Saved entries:
□ □ □ □ □ □ □

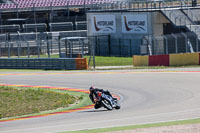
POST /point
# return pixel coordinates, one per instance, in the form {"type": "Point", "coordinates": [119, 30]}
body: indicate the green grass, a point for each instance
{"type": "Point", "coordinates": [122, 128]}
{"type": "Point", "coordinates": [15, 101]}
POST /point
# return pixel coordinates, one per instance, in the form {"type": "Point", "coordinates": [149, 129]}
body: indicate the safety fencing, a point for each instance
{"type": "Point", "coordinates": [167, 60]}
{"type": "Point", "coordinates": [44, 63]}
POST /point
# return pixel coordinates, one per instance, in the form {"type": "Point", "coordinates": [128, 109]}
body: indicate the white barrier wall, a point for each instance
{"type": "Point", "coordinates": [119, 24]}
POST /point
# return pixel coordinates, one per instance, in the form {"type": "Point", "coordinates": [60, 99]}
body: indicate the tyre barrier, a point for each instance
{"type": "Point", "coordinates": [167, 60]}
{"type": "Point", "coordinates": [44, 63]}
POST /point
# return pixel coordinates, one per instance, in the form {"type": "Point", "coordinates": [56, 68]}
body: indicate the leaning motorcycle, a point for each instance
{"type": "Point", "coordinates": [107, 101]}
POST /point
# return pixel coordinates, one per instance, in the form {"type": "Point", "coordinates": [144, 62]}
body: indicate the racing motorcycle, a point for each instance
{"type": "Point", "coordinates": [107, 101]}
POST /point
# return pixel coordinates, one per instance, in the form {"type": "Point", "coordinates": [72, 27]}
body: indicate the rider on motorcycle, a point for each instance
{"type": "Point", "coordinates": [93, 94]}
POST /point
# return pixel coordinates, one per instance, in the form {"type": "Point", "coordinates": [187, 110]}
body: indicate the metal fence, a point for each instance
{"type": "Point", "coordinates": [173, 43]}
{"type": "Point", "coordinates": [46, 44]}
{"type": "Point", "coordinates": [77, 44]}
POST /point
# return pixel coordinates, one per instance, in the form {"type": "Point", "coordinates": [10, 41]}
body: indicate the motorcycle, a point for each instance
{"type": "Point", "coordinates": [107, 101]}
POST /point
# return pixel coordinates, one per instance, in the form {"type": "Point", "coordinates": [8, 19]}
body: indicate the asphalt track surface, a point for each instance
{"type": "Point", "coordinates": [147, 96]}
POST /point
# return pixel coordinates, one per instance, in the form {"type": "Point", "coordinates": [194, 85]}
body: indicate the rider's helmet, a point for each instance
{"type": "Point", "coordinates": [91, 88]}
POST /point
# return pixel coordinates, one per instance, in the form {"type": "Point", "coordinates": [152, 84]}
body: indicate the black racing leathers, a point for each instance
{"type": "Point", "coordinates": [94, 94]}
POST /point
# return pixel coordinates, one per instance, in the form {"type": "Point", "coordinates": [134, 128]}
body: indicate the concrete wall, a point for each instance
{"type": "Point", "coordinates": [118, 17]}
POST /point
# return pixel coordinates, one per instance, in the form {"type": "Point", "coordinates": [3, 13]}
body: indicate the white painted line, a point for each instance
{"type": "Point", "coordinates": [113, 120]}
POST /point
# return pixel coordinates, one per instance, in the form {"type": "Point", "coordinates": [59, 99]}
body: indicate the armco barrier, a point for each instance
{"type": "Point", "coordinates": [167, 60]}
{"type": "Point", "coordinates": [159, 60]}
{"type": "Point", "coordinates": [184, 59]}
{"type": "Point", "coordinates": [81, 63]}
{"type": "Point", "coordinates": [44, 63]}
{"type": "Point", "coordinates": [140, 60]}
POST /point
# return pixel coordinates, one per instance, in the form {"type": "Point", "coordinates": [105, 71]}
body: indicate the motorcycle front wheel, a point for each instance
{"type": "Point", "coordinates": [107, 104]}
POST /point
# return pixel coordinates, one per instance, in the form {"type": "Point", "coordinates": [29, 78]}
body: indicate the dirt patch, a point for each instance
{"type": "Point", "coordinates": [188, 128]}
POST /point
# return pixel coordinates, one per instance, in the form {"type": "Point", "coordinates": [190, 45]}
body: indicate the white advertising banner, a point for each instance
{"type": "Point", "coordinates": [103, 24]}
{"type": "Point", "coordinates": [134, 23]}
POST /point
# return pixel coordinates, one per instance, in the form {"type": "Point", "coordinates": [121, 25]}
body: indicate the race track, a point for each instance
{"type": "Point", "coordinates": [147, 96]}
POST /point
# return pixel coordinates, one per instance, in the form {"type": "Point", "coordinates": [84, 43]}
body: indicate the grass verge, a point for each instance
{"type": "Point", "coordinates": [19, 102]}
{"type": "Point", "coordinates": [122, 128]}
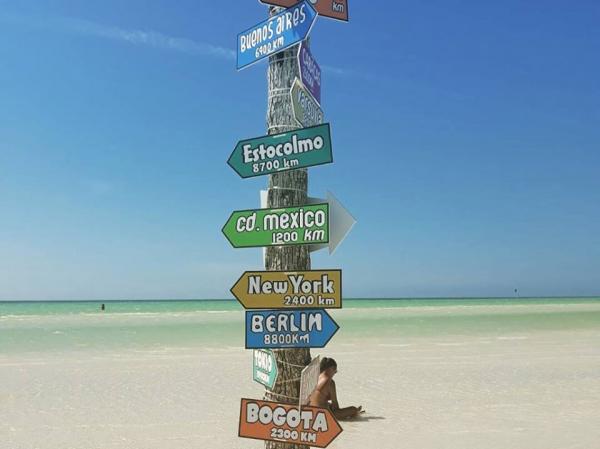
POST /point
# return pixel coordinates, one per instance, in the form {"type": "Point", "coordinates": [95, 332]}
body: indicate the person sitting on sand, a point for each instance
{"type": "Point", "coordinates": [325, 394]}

□ □ □ □ □ □ □

• Problem statement:
Write out every line of the entries above exactly, and omit their pictures.

• Your solution:
POST /point
# return pixel coordinates, one per instance, in the form {"type": "Point", "coordinates": [119, 30]}
body: indicate the green grass, a point for each instance
{"type": "Point", "coordinates": [122, 128]}
{"type": "Point", "coordinates": [15, 101]}
POST /point
# return pixel coordinates, one per instance, in the form {"type": "Point", "coordinates": [149, 129]}
body: indicate the safety fencing, a point for each instance
{"type": "Point", "coordinates": [167, 60]}
{"type": "Point", "coordinates": [44, 63]}
POST /point
# return pixel coordinates, one per instance, in the form {"type": "Point", "coordinates": [128, 109]}
body: indicate the white barrier wall, a point for each instance
{"type": "Point", "coordinates": [119, 24]}
POST /point
# return pixel coordinates, one per instance, in the form {"type": "Point", "coordinates": [60, 99]}
body: indicate the tyre barrier, a point for each instance
{"type": "Point", "coordinates": [167, 60]}
{"type": "Point", "coordinates": [44, 63]}
POST /point
# return pixel coordinates, one per instance, in the form {"type": "Point", "coordinates": [56, 68]}
body: indicate the leaning motorcycle, a point for each instance
{"type": "Point", "coordinates": [107, 101]}
POST /point
# return pixel coordinates, one per instance, in the form {"type": "Point", "coordinates": [144, 62]}
body: indicate the racing motorcycle, a point for each instance
{"type": "Point", "coordinates": [107, 101]}
POST /point
# return pixel coordinates, one per instance, in the form {"type": "Point", "coordinates": [72, 27]}
body: indicate the rider on motorcycle, a point for each instance
{"type": "Point", "coordinates": [93, 94]}
POST /point
# return pixel coordinates, one per instance, in the form {"type": "Point", "coordinates": [187, 110]}
body: indicate the metal fence, a point for each instance
{"type": "Point", "coordinates": [173, 43]}
{"type": "Point", "coordinates": [46, 44]}
{"type": "Point", "coordinates": [77, 44]}
POST /point
# return pixel coordinates, one per instance, in the form {"type": "Point", "coordinates": [10, 41]}
body: indicate the motorcycle, a point for each instance
{"type": "Point", "coordinates": [107, 101]}
POST /point
# return pixel coordinates, one per instance, in the form {"type": "Point", "coordinates": [8, 19]}
body: indicate the asphalt track surface, a point for each instance
{"type": "Point", "coordinates": [147, 96]}
POST /point
# return pixel coordinates, one per instance, in the form {"type": "Point", "coordinates": [194, 85]}
body: indicate the rider's helmet, a point for each instance
{"type": "Point", "coordinates": [91, 88]}
POST /point
# return pixel coordinates, one per instance, in the form {"type": "Point", "coordinates": [152, 84]}
body: indicate the black racing leathers, a point for each instance
{"type": "Point", "coordinates": [94, 94]}
POST /point
# return pixel coordinates, one per instance, in the form {"type": "Point", "coordinates": [134, 128]}
body: indicate the concrete wall, a point for each instance
{"type": "Point", "coordinates": [118, 17]}
POST /point
# return pixel coordinates, one per instance, in the form {"type": "Point", "coordinates": [3, 13]}
body: indicate the white painted line, a point for each instance
{"type": "Point", "coordinates": [113, 120]}
POST /point
# return pixel coordinates, one per instance, in the form {"type": "Point", "coordinates": [59, 99]}
body: indicate the armco barrier, a point for each instance
{"type": "Point", "coordinates": [167, 60]}
{"type": "Point", "coordinates": [159, 60]}
{"type": "Point", "coordinates": [184, 59]}
{"type": "Point", "coordinates": [81, 63]}
{"type": "Point", "coordinates": [44, 63]}
{"type": "Point", "coordinates": [140, 60]}
POST /point
# return pixel coordinates, one per instance, in the form {"type": "Point", "coordinates": [105, 71]}
body: indicate the motorcycle front wheel, a point for each instance
{"type": "Point", "coordinates": [107, 104]}
POST /point
# return pixel coordinates, one per instance, in the form {"type": "Point", "coordinates": [29, 78]}
body: indicate the dirt patch, a point for each instance
{"type": "Point", "coordinates": [188, 128]}
POST /point
# return pixel coordinates, one per instance, in the form {"type": "Point", "coordinates": [190, 45]}
body: indicate the white advertising banner, a point for each instance
{"type": "Point", "coordinates": [103, 24]}
{"type": "Point", "coordinates": [134, 23]}
POST /point
# return pixel coordinates, one per instance, in the form {"type": "Point", "coordinates": [121, 25]}
body: indicate the race track, a point for each instance
{"type": "Point", "coordinates": [147, 96]}
POST /point
# return pixel coordinates, one per instance, in the form {"type": "Point", "coordinates": [84, 43]}
body: indicate the grass verge, a point for each instance
{"type": "Point", "coordinates": [19, 102]}
{"type": "Point", "coordinates": [122, 128]}
POST /point
# return pixel coordinates, one per instance, in the form {"type": "Point", "coordinates": [95, 332]}
body: indicate the person sitting on sand, a point for each instance
{"type": "Point", "coordinates": [325, 394]}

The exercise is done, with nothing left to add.